__DATA TO USE__:
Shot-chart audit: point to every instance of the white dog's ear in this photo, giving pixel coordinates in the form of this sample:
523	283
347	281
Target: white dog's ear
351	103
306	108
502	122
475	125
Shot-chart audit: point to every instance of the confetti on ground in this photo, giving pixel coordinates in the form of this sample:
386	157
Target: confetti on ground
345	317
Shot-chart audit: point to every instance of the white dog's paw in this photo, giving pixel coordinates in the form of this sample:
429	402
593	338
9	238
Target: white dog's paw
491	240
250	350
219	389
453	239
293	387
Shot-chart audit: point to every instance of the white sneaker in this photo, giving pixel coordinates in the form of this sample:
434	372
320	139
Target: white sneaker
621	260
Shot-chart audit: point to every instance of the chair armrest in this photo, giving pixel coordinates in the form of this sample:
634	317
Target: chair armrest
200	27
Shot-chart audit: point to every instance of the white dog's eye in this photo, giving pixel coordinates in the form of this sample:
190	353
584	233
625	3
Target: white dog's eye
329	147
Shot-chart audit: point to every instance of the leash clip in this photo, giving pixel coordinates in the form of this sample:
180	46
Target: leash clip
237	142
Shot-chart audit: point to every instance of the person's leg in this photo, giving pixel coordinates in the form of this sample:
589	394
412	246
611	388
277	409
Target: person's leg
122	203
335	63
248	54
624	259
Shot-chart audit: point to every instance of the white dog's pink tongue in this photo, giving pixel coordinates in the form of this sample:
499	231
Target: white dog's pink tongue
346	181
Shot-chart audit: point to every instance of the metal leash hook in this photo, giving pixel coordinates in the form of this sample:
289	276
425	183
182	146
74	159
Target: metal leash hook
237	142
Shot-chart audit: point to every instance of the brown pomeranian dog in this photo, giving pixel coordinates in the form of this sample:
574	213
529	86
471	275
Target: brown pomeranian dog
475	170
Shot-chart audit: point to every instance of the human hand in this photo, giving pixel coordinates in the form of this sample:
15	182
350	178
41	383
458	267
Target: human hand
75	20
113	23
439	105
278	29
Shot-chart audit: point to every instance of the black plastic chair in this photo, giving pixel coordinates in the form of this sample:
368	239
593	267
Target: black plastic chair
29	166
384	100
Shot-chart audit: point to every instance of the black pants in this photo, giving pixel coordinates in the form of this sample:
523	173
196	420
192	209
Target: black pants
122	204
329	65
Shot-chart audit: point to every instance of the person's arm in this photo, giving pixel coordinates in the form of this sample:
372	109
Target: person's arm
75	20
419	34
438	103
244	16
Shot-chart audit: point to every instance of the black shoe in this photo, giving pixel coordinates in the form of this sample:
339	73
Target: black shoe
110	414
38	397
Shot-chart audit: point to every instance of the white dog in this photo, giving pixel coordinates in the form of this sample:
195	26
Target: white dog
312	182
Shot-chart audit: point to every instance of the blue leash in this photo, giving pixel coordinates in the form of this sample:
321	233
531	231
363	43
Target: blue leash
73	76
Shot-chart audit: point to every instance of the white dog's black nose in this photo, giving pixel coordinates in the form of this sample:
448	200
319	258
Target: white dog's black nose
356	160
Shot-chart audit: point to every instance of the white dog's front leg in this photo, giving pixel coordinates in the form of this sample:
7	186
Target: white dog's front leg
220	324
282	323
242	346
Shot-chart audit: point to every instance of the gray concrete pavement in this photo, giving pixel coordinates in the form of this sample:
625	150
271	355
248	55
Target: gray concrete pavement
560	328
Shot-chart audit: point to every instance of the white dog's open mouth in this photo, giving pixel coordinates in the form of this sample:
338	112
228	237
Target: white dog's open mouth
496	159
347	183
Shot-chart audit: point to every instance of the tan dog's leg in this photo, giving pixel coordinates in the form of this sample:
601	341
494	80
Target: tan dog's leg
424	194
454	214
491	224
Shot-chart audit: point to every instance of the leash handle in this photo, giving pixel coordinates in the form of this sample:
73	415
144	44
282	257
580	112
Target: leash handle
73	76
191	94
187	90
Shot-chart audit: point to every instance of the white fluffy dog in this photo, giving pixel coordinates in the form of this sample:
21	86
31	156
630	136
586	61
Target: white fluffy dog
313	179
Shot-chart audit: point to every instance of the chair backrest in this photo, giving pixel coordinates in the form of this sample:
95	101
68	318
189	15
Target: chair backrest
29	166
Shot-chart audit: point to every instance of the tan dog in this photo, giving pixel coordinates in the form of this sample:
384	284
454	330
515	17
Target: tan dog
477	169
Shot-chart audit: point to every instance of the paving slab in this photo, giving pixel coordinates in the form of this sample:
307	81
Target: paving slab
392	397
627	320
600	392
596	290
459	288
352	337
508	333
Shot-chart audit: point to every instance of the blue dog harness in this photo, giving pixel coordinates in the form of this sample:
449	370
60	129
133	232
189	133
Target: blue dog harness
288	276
* * *
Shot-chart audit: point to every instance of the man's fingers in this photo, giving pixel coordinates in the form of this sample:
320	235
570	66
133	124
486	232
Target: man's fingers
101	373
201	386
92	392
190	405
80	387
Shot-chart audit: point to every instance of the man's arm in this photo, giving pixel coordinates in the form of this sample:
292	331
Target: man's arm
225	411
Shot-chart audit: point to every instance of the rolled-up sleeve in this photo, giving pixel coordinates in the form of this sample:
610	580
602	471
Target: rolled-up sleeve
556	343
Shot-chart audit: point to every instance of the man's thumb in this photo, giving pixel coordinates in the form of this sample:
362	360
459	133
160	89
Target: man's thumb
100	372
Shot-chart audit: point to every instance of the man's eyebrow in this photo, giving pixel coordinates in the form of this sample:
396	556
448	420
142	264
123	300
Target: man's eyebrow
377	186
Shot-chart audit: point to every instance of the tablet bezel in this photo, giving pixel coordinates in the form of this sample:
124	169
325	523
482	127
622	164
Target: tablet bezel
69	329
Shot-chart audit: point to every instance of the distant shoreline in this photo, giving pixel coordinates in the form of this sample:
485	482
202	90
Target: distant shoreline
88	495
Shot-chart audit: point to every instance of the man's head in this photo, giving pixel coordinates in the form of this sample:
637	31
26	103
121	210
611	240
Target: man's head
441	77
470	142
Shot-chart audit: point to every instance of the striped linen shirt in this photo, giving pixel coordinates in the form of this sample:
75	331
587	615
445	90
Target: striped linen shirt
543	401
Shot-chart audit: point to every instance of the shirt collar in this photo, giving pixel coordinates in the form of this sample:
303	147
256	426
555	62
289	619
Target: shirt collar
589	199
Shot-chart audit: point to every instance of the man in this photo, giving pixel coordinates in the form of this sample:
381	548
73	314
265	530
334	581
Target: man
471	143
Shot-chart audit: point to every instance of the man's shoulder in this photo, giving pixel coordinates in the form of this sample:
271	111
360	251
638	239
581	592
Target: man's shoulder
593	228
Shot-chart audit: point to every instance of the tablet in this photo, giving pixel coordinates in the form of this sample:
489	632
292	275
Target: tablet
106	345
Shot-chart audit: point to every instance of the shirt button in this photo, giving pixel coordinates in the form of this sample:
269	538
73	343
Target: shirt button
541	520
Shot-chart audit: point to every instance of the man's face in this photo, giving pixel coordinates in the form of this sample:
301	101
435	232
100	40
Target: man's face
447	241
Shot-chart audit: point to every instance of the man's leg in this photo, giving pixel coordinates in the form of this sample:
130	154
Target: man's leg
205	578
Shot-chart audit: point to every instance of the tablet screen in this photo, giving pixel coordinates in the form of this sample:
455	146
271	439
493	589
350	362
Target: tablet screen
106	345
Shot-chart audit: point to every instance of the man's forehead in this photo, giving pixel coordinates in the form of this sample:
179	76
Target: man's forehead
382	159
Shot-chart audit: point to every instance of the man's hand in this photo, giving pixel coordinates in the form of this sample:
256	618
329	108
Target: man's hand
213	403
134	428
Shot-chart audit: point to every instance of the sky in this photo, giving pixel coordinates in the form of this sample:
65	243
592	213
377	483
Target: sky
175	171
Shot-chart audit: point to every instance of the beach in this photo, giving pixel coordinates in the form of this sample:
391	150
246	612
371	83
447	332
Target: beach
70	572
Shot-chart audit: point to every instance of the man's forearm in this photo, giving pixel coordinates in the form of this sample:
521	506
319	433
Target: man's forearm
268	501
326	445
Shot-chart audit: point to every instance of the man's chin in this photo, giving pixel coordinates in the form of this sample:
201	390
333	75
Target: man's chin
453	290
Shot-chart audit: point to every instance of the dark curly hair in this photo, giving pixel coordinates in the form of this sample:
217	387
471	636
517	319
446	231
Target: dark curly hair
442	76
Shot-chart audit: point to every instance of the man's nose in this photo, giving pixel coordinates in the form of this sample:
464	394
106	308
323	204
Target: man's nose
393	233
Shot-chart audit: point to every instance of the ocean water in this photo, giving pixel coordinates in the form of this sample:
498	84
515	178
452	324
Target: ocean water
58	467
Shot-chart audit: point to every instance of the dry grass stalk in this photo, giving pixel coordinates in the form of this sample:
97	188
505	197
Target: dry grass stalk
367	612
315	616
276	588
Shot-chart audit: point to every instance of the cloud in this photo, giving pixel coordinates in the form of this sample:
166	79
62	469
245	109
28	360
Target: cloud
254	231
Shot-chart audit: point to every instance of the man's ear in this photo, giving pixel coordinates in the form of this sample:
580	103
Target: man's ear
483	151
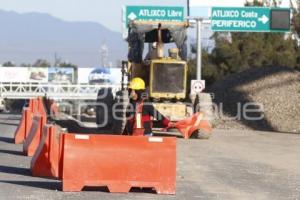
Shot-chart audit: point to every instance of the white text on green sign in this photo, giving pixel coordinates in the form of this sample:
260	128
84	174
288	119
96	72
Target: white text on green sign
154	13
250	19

__WRITTEN INSTRUCTION__: Return every line of the listing above that contains the word "shoulder".

__TASK SOLUTION__:
Shot-chart audit: point to every instance of the man's shoulder in this photo, giving pixel coordinates in the form of this sample:
Target: man's shoulder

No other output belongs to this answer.